- **Extrait du document**:
Who needs tomorrow... A 30 year retrospective

The Orchids

par Jérôme Florio le 09/12/2017

Note: 8.0     

Trajectoire attachante que celle de The Orchids. Le groupe écossais formé en 1985 à Penilee reste indissociable du label Sarah Records, qu'il a accompagné du berceau à la tombe (1987-1995). Loin d'être aussi fragiles que leur patronyme et leur musique le suggèrent, The Orchids ont résisté au temps : après une éclipse de plus de dix ans, ils sont réapparus en 2007 et demeurent en activité jusqu'à ce jour. La présente "anthologie" fête leurs trente ans d'existence.

On y trouve tout d'abord une sélection chronologique de leurs enregistrements (1er cd) puis un itinéraire bis de singles, demos et autres raretés (2ème cd). Cette approche certes basique a le mérite de faire ressortir une constante dans leur production, au travers des modes musicales dont on trouvera des traces éparses, finement digérées : écrire la meilleure chanson pop possible.

Les premières traces discographiques des Orchids sont une salve de singles urgents, au son jeune et maigrelet, naturellement indépendants, qui ne seront pas repris sur le premier Lp (éthique Sarah Records oblige, par respect pour le porte-monnaie des acheteurs). On pense aux débuts d'un autre groupe écossais qui a quasiment pris le relais, Belle & Sebastian. Dans un premier temps The Orchids sonnent comme un groupe à guitares : cristallines comme chez Felt ("Apologies", une face B), et même noisy ("What will we do next")."Defy the law" associe avec facilité mélodie pop, le chant d'une douceur inaltérable de James Hackett et des claviers échappés de l'ère glaciaire new wave. Les titres tirés du premier Lp "Lyceum" (1989) ont un son plus rond mais creusent le même sillon ("It's only obvious"), tout en rappelant les premiers singles ("Caveman").

- **Données**:
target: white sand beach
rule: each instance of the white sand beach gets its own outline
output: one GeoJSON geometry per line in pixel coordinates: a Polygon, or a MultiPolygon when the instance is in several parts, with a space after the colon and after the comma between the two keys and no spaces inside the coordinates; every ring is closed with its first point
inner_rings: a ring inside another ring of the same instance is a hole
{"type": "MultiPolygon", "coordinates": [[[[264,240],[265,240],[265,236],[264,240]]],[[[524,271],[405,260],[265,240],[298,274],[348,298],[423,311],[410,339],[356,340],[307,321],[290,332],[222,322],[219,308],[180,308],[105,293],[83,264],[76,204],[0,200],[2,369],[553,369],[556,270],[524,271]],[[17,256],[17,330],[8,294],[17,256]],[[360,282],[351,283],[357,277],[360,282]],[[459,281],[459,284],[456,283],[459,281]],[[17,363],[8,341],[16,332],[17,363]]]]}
...
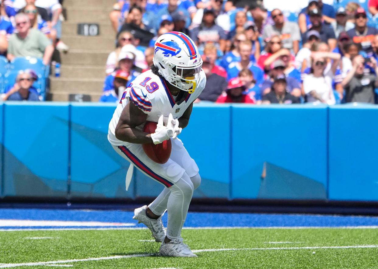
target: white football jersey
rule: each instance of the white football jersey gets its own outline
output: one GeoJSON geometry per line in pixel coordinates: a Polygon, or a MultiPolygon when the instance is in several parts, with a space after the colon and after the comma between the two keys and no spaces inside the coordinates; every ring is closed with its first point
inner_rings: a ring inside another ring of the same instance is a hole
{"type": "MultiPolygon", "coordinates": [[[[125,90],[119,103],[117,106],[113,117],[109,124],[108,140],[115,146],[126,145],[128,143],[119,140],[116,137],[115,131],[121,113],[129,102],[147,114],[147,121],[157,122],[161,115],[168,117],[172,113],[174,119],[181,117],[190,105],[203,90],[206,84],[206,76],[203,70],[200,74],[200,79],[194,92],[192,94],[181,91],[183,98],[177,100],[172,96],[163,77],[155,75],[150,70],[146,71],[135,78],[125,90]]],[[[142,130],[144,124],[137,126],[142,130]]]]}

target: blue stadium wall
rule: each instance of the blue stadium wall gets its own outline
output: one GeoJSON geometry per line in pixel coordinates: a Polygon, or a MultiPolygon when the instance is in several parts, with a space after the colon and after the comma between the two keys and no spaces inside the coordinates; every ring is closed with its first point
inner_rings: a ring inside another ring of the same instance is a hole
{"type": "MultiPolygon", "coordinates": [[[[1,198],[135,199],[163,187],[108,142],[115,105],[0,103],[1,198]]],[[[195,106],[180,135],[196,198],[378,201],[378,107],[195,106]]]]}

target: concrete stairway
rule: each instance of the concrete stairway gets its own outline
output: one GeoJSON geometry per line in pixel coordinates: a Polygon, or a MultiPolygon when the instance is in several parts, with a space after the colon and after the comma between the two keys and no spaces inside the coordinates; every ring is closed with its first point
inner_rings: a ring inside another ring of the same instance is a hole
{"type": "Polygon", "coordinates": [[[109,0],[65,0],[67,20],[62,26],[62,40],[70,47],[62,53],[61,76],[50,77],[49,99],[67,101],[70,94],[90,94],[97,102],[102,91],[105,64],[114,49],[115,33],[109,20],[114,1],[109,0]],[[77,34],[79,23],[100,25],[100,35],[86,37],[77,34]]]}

- **Tâches à réaliser**:
1. Répondez à ces questions sur la chronique consacrée à The Orchids :
(a) En quelle année et dans quelle localité le groupe a-t-il été formé ?
(b) Quelles années d'existence du label Sarah Records sont indiquées ?
(c) Quel est le titre du premier Lp du groupe et son année de sortie ?
2. Poursuivez la chronique consacrée à The Orchids à partir de sa dernière phrase.

- **Réponses attendues**:
1.
(a) En 1985, à Penilee.
(b) De 1987 à 1995.
(c) "Lyceum", sorti en 1989.

2.
Dans l'intervalle qui précède la parution du LP "Unholy soul" (1991),"Something for the longing" prend en compte le son du moment mais à la manière du groupe : en sourdine, comme un lointain écho de ce qui se trame à Madchester (sic). De quoi faire passer les Happy Mondays et autres Charlatans pour des rustres finis – ce qu'ils étaient probablement par ailleurs. "Long drawn sunday night" a un pied sur le dance floor et l'autre dans le confinement d'une chambre d'adolescent, "Peaches" avec la voix de Pauline Hynds Bari est un hymne heureux et solaire.
"Obsession #1" ouvre le dernier Lp du groupe sur cette période, "Striving for the lazy perfection" (1994) : un disque varié, presque une somme de l'esthétique des Orchids, à la fois synthétique (des fausses cordes) et organique (les guitares tordues par les effets). "A kind of eden" est totalement sirupeuse mais les Orchids la transfigurent en manifeste, une sorte de lâcher-prise total avec le monde réel. Le son est assez bizarre, à la fois lo-fi et chaleureux. La voix de Pauline est par moments sous-mixée et à d'autres porte avec assurance la chanson, pour un résultat qui laisse l'impression d'un titre à la Dionne Warwick / Burt Bacharach. "Striving for the lazy perfection" bascule totalement dans l'électro dansante, cependant atténuée par la voix blanche, presque atone, de Hackett.
Le label Sarah Records met la clé sous le paillasson en 1995. Saut temporel au 21e siècle pour les trois disques du retour, parus entre 2007 et 2014. "Another saturday night" tient bon la barre d'une pop à guitares dynamique.  Les extraits de "The lost star" (Lp, 2010) paraissent au contraire un peu engourdis, même si les cordes de "The girl and the soldier" sont joliment arrangées. Le groove de "She's my girl" et "The way that you move" n'est pas très prenant, la production sonne années 90 (on pense à "A girl like you" d'Edwyn Collins). Les guitares reprennent le dessus sur "Beatitude #9" (2014) ("Hey ! Sometimes", "Something's going on").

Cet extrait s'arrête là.